>> START DATA SUPPLIED

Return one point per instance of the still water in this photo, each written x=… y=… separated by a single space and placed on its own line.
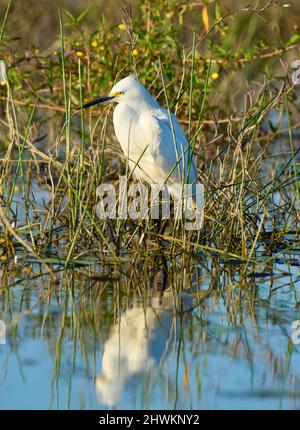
x=82 y=343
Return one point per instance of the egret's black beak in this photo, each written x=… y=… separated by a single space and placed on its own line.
x=96 y=102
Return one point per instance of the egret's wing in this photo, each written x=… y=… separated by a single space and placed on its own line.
x=168 y=147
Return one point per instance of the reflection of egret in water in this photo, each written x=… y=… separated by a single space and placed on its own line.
x=2 y=333
x=137 y=344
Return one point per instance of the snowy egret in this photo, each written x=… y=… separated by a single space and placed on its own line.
x=151 y=139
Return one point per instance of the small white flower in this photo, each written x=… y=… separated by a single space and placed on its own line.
x=3 y=76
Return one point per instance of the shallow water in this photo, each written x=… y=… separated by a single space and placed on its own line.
x=84 y=344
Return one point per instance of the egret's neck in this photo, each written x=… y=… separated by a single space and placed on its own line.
x=140 y=102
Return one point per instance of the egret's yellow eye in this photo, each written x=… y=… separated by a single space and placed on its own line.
x=119 y=93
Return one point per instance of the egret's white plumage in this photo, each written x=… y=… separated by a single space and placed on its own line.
x=150 y=137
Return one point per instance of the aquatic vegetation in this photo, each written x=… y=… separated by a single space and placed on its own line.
x=230 y=84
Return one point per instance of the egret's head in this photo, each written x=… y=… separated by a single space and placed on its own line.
x=128 y=89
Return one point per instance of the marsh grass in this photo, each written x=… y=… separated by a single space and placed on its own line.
x=248 y=206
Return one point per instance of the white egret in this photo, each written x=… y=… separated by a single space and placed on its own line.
x=151 y=138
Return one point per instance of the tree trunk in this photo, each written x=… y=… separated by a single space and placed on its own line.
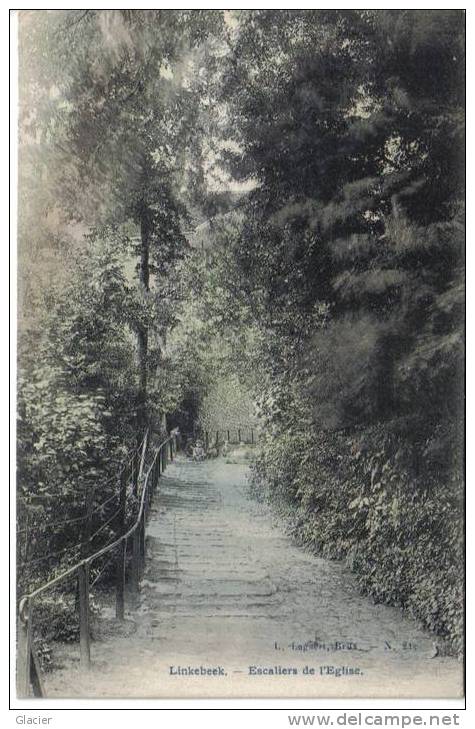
x=144 y=280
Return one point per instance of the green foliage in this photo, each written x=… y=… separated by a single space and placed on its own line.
x=364 y=497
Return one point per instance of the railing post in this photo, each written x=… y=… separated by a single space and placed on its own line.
x=142 y=538
x=120 y=578
x=24 y=654
x=84 y=631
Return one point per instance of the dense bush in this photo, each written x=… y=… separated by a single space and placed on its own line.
x=358 y=495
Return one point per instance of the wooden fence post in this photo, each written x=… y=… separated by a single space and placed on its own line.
x=24 y=654
x=120 y=578
x=142 y=538
x=84 y=631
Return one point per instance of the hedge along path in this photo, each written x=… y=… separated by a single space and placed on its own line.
x=29 y=674
x=226 y=593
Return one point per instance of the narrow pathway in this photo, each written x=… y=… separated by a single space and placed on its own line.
x=226 y=594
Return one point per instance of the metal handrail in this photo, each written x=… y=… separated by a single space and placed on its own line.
x=25 y=599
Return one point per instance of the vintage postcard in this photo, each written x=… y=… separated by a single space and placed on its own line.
x=240 y=381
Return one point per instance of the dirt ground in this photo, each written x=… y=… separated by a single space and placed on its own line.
x=230 y=607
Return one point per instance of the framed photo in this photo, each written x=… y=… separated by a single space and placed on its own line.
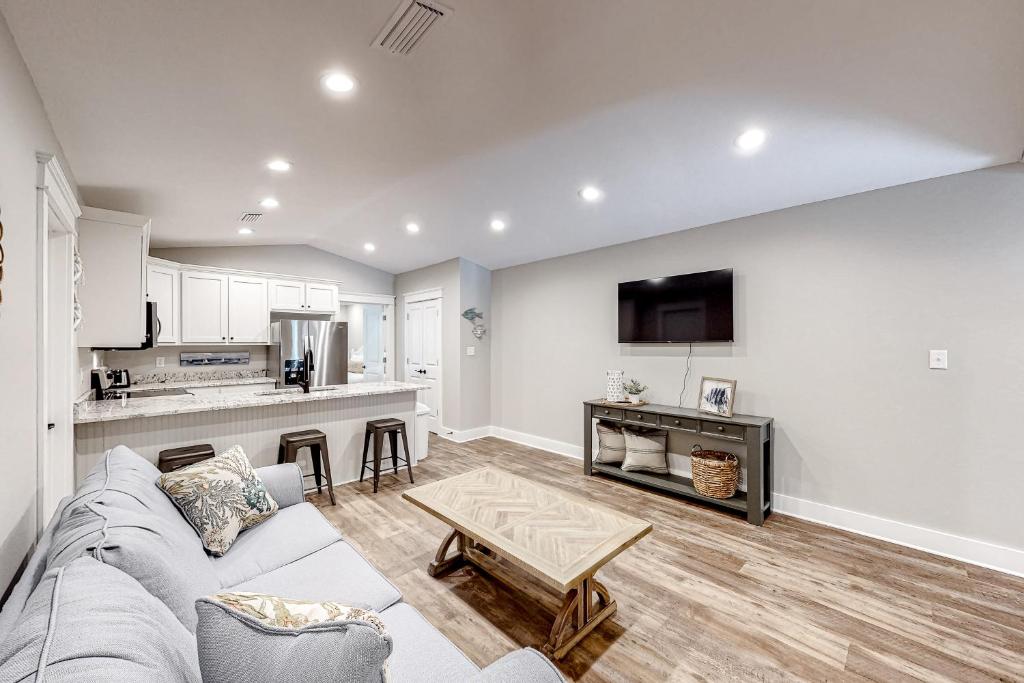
x=717 y=396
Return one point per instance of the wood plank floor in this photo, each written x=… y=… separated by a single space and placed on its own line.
x=706 y=596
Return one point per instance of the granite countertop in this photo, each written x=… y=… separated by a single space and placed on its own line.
x=104 y=411
x=186 y=384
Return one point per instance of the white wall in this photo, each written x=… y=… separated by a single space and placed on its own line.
x=474 y=370
x=298 y=260
x=837 y=304
x=25 y=130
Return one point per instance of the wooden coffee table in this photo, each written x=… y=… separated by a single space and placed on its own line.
x=559 y=539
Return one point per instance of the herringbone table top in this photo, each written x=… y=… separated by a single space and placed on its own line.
x=556 y=537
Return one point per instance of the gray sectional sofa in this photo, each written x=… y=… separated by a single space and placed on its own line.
x=110 y=592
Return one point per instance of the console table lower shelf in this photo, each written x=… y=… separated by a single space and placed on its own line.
x=755 y=433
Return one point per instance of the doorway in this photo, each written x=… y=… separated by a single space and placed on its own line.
x=423 y=351
x=371 y=335
x=56 y=214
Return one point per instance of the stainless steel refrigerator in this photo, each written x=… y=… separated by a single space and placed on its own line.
x=322 y=343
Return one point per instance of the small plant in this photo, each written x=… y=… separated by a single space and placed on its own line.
x=634 y=388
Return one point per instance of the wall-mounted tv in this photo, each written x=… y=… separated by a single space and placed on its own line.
x=696 y=307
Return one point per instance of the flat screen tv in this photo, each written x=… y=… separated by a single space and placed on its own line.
x=696 y=307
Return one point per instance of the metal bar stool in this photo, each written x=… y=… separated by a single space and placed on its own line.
x=315 y=440
x=173 y=459
x=377 y=429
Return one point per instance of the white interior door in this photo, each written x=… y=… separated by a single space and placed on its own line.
x=248 y=312
x=204 y=307
x=423 y=354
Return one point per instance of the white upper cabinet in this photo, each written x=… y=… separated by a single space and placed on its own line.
x=303 y=297
x=322 y=298
x=248 y=312
x=164 y=289
x=288 y=295
x=204 y=307
x=114 y=248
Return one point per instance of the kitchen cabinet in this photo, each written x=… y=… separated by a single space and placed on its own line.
x=288 y=295
x=248 y=310
x=113 y=247
x=164 y=289
x=204 y=307
x=322 y=298
x=300 y=296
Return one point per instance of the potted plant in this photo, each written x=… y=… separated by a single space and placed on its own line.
x=634 y=389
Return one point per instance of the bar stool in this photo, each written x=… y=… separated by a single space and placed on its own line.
x=173 y=459
x=315 y=440
x=377 y=429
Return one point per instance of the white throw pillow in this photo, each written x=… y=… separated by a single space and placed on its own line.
x=646 y=452
x=611 y=444
x=220 y=498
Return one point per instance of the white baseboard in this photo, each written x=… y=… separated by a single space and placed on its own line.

>> END DATA SUPPLIED

◆ **WHAT IS ASKED**
Reproduce the entire listing above word for word, leaving out the pictures.

◆ **ANSWER**
Return one point per instance of the still water in this photo, each written x=… y=… separated by a single space and placed on its own line.
x=82 y=343
Return one point per instance of the egret's black beak in this photo, each written x=… y=… separated by a single space and placed on its own line.
x=96 y=102
Return one point per instance of the egret's wing in this photo, each written x=… y=… separated by a single space and placed on its own line.
x=168 y=147
Return one point per instance of the reflection of egret in water in this photo, each written x=… y=… separated by a single space and placed on its own line.
x=2 y=333
x=137 y=344
Return one point per instance of the snowy egret in this photo, each written x=… y=… separated by a single space and placed on its own line.
x=151 y=139
Return one point per instance of the small white flower in this photo, each written x=… y=… separated by a single space and placed on its own line.
x=3 y=76
Return one point per instance of the shallow water in this photo, each written x=… y=… separated by a single space and placed on its own line.
x=84 y=344
Return one point per instance of the egret's neck in this photo, each written x=… y=… separated by a single space and placed on its own line.
x=140 y=102
Return one point per instance of the egret's yellow eye in this photo, each written x=… y=… separated by a single space and placed on its own line.
x=119 y=93
Return one point per instance of the egret's white plumage in this photo, each written x=… y=… separated by a single space and placed on its own line.
x=150 y=137
Return one point per instance of the aquatic vegetation in this photo, each written x=… y=… separated by a single space and placed on its own line.
x=230 y=84
Return one point per instance of the egret's head in this photo, each written x=… y=… separated by a single space and placed on its own line.
x=128 y=89
Return one point per instance of the marsh grass in this photo, each written x=… y=… separated by a single space and placed on its own line.
x=248 y=206
Return one point per instance of the white egret in this photo, each written x=… y=… separated by a single space and placed on its own line.
x=151 y=138
Return one point per instance of the tree trunk in this photo, each written x=… y=… separated by a single space and placed on its own line.
x=144 y=280
Return one point per instance of the green foliage in this photo, each written x=… y=… separated by a single space and placed on its own line.
x=364 y=497
Return one point per instance of the railing post in this photo, each written x=… y=… separated by a single space and placed on its own line.
x=142 y=538
x=120 y=578
x=24 y=654
x=84 y=631
Return one point per instance of the dense bush in this photo, each written x=… y=… separated by a single space and placed on its own line.
x=358 y=495
Return one point per instance of the wooden fence post in this photo, each written x=… y=… separated by a single space and placed on its own line.
x=24 y=654
x=120 y=578
x=142 y=538
x=84 y=631
Return one point per instance of the hedge along path in this photo, each written x=… y=… separated by a single space and placed on its own line.
x=29 y=674
x=226 y=593
Return one point per instance of the narrow pathway in this photo, each written x=… y=… separated by a single space and placed on its own line.
x=226 y=594
Return one point per instance of the metal handrail in this photo, each written x=… y=… separated by a single space and placed on its own line.
x=25 y=599
Return one point per instance of the vintage postcard in this photo, each written x=… y=… separated by a single space and placed on its own line.
x=240 y=381
Return one point per instance of the dirt ground in this photo, each written x=… y=… separated by a single space and placed on its own line.
x=230 y=607
Return one point per instance of the framed photo in this photo, each written x=… y=… separated by a single space and placed on its own line.
x=717 y=396
Return one point per instance of the wood plank floor in this photo, each written x=… y=… separated by a single space and placed on its own line.
x=706 y=596
Return one point per instance of the granite countertop in this photo, each written x=… y=… separated by a single space and placed on its own line.
x=104 y=411
x=186 y=384
Return one point per instance of the white wall in this photo, each written x=… y=… separated by a single space and placed on its own line.
x=474 y=370
x=298 y=260
x=837 y=304
x=25 y=130
Return one point per instance of the wooden coffee table in this photo, each written x=… y=… separated by a single space and placed on its own line.
x=559 y=539
Return one point per instance of the herringbone table top in this photo, each written x=… y=… separated by a single space and placed on its own line.
x=556 y=537
Return one point per instance of the gray sectional sofa in this photo, each written x=… y=… separated by a single space and placed on its own line.
x=110 y=592
Return one point per instance of the console table lower shelf in this photo, each written x=… y=… separated by a single space and placed on its own line.
x=755 y=433
Return one point per instance of the doorway in this photo, each written x=… y=… separated by a single space and placed on its own line.
x=423 y=351
x=371 y=335
x=56 y=214
Return one point per instance of the stainless steel refrigerator in this photo, each written x=… y=… separated by a single space and placed on its own line.
x=322 y=343
Return one point per instance of the small plant in this photo, each written x=… y=… separated by a single space and placed on its own line.
x=634 y=388
Return one point per instance of the wall-mounted tv in this photo, each written x=… y=… separated by a single space and placed on its own line.
x=696 y=307
Return one point per instance of the flat screen tv in this photo, each written x=… y=… separated by a single space and placed on its own line.
x=696 y=307
Return one point per instance of the metal bar stool in this photo, each written x=… y=… separated by a single space and placed on its own line.
x=315 y=440
x=173 y=459
x=377 y=429
Return one point per instance of the white interior door in this photo, each written x=… y=… separated by a single space and placed on its own line.
x=248 y=312
x=204 y=307
x=423 y=354
Return one point per instance of the white upper cabinet in this photo, each written x=… y=… separated by a single space and placed on its own line.
x=303 y=297
x=322 y=298
x=248 y=312
x=164 y=289
x=288 y=295
x=204 y=307
x=114 y=248
Return one point per instance of the kitchen cabinet in this photo, each written x=… y=… separated by a single space and placed on its own line.
x=288 y=295
x=248 y=310
x=113 y=247
x=164 y=289
x=204 y=307
x=322 y=298
x=300 y=296
Return one point per instance of the potted plant in this photo, each written x=… y=… separated by a single space and placed on its own line.
x=634 y=389
Return one point per instance of the bar stool in this photo, each written x=… y=… separated by a single space and placed on its own line.
x=173 y=459
x=315 y=440
x=377 y=429
Return one point per instance of the white throw pillow in this photo, each written x=… y=… separated by a single space and placed on its own line.
x=646 y=452
x=611 y=444
x=220 y=498
Return one point per instance of the white baseboard in this photo, each written x=… y=… separated by a single space and placed on its own line.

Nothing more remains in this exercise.